GIVEN TASK:
Copy all of the following material word for word, keeping every line in its original order.

DATASET CONTENT:
________________________

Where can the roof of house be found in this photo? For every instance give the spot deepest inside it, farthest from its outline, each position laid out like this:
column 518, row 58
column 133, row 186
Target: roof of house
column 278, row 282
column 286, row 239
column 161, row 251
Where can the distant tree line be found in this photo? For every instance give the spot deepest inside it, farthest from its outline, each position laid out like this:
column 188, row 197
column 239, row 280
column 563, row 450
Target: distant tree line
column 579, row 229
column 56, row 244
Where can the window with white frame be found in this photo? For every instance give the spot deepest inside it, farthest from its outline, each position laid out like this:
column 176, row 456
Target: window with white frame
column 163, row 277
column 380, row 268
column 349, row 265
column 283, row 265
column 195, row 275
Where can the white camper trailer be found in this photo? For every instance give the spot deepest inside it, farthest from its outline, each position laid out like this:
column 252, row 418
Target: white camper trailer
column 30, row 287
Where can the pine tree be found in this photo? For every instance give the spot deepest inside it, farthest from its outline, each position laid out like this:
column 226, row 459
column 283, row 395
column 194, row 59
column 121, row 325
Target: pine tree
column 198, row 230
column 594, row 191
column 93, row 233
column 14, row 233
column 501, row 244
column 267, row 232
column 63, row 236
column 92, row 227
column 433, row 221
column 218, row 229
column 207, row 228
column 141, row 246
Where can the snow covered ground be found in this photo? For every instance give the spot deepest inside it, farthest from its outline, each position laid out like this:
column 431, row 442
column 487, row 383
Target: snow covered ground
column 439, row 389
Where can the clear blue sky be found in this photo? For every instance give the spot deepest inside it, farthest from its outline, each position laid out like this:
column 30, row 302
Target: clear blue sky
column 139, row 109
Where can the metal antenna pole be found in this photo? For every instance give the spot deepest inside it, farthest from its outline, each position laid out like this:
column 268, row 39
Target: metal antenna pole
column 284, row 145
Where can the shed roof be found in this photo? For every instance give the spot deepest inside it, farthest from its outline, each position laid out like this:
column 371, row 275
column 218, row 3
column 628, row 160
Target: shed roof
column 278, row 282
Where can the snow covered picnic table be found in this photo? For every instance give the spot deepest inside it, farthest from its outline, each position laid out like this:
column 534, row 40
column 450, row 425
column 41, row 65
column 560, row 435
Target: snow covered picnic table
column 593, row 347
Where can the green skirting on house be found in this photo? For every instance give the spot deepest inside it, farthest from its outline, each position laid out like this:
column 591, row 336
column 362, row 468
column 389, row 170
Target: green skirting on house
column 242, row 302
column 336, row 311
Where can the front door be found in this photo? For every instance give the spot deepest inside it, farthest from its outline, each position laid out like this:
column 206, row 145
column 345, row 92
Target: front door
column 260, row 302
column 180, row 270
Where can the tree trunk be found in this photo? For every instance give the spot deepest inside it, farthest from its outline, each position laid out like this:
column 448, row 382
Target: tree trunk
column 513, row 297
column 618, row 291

________________________

OUTPUT BELOW:
Where can the roof of house be found in this photo? For every instance give the spot deepest inside it, farthest from its outline, each position laid out like this:
column 518, row 58
column 133, row 186
Target: roof of house
column 278, row 282
column 286, row 239
column 161, row 251
Where can the distant tree line be found in this photo? For every instance give the spot deepest inside it, farthest from its outline, each position laid out like this:
column 188, row 197
column 239, row 280
column 563, row 450
Target: distant tree line
column 579, row 229
column 56, row 244
Where can the window with white frame be found in this photo? For every instance give the spot deepest inside it, farthest from its outline, each position laid out like this:
column 176, row 456
Target: window with white frame
column 163, row 277
column 380, row 268
column 349, row 265
column 283, row 265
column 195, row 275
Where can the white camper trailer be found in this photo? For every instance give the spot deepest inside it, farthest from its outline, each position laid out like this:
column 252, row 418
Target: white camper trailer
column 30, row 287
Where can the pine tree be found in this photo? For every instance give the spot deepest inside it, farthest from its outline, each position laid out like this:
column 226, row 459
column 283, row 395
column 194, row 59
column 121, row 325
Target: pine tree
column 198, row 230
column 594, row 191
column 93, row 233
column 14, row 233
column 501, row 244
column 267, row 232
column 63, row 236
column 92, row 227
column 433, row 221
column 218, row 229
column 207, row 228
column 141, row 246
Where can the snow covered ground be found in this photo? For every instance give the spot deepest inside it, farthest from its outline, each position laid out like this:
column 431, row 442
column 487, row 383
Target: snow covered ground
column 439, row 389
Where can the clear blue sky be found in this photo? For every instance give the spot deepest inside it, farthest from its outline, each position laid out like this:
column 30, row 302
Target: clear blue sky
column 139, row 109
Where can the metal antenna pole be found in this photo? For every instance give the spot deepest inside it, farthest from its outline, each position laid out like this:
column 268, row 39
Target: metal antenna pole
column 284, row 145
Where can the shed roof be found in this photo? For every instance give the spot deepest inside it, farthest from its outline, each position laid out like this:
column 371, row 275
column 218, row 3
column 628, row 160
Target: shed roof
column 278, row 282
Where can the snow covered picnic table be found in this photo? For every instance give the spot deepest inside it, farthest from its outline, each position laid out like this:
column 534, row 40
column 450, row 425
column 41, row 65
column 560, row 435
Target: snow covered picnic table
column 593, row 347
Where can the green skirting on house be found in this photo? For every instance give the spot deepest inside it, farthest from its outline, each position laid out like this:
column 591, row 336
column 362, row 468
column 389, row 170
Target: green skirting on house
column 242, row 302
column 336, row 311
Where can the front door be found in this photo? For every instance give the spot deepest inside it, farthest from its outline, each position laid out like this:
column 206, row 145
column 345, row 92
Target: front door
column 260, row 302
column 180, row 270
Where can the tree trunk be found in this photo? For every instance give the spot deepest inside it, farthest from its outline, each position laid out like this:
column 448, row 382
Target: tree trunk
column 513, row 297
column 618, row 291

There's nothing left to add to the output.